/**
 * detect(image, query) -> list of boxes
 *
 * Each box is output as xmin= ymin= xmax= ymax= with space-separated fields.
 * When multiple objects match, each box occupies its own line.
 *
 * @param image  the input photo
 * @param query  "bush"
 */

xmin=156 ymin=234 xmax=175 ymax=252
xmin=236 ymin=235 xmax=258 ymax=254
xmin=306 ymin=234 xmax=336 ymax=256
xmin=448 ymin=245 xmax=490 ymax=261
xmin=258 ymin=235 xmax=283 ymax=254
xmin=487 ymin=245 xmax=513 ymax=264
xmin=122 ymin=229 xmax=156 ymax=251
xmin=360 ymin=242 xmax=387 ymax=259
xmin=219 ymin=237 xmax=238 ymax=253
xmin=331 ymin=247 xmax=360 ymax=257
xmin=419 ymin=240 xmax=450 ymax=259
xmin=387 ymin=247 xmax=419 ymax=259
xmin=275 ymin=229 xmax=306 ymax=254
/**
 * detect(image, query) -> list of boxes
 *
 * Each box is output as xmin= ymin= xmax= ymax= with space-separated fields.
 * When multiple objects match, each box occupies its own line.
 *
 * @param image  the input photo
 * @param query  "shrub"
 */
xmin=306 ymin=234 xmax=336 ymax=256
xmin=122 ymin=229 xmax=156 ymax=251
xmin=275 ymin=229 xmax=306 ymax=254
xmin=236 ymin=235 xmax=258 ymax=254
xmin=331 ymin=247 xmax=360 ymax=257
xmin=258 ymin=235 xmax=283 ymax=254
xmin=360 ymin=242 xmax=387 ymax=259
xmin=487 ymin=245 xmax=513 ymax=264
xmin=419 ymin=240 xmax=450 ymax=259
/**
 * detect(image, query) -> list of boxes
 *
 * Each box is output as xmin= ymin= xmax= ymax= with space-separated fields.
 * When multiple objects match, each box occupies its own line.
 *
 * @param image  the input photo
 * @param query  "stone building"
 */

━━━━━━━━━━━━━━━━

▶ **Job**: Reproduce all of the material above, substituting "label" for every occurrence of "query" and leaving everything else unaltered.

▶ **Solution to the exercise**:
/**
 * detect(image, label) -> list of boxes
 *
 * Each box is output as xmin= ymin= xmax= ymax= with space-separated fields.
 * When multiple objects match, each box occupies its own line.
 *
 * @param image  the input photo
 * @param label  "bush"
 */

xmin=156 ymin=234 xmax=175 ymax=252
xmin=236 ymin=235 xmax=258 ymax=254
xmin=306 ymin=234 xmax=336 ymax=256
xmin=448 ymin=245 xmax=490 ymax=261
xmin=258 ymin=235 xmax=283 ymax=254
xmin=487 ymin=245 xmax=513 ymax=264
xmin=122 ymin=229 xmax=156 ymax=251
xmin=360 ymin=242 xmax=387 ymax=259
xmin=219 ymin=237 xmax=238 ymax=253
xmin=331 ymin=247 xmax=360 ymax=257
xmin=419 ymin=240 xmax=450 ymax=259
xmin=387 ymin=247 xmax=419 ymax=259
xmin=275 ymin=229 xmax=306 ymax=254
/**
 * detect(image, label) -> list of boxes
 *
 * Each box is output as xmin= ymin= xmax= ymax= with space-separated fields.
 * When multiple objects match, each box occupies its own line.
 *
 * @param image  the input photo
 * @param label  "shrub"
 */
xmin=306 ymin=234 xmax=336 ymax=256
xmin=122 ymin=229 xmax=156 ymax=251
xmin=275 ymin=229 xmax=306 ymax=254
xmin=236 ymin=235 xmax=258 ymax=254
xmin=331 ymin=247 xmax=360 ymax=257
xmin=258 ymin=235 xmax=283 ymax=254
xmin=360 ymin=242 xmax=387 ymax=259
xmin=487 ymin=245 xmax=513 ymax=264
xmin=419 ymin=240 xmax=450 ymax=259
/**
 * detect(image, label) -> list of boxes
 *
 * Each box is output as xmin= ymin= xmax= ymax= with space-separated fields.
 * When multiple objects match, each box occupies its own line.
 *
 * @param image  the input photo
 * @param label  "stone building"
 */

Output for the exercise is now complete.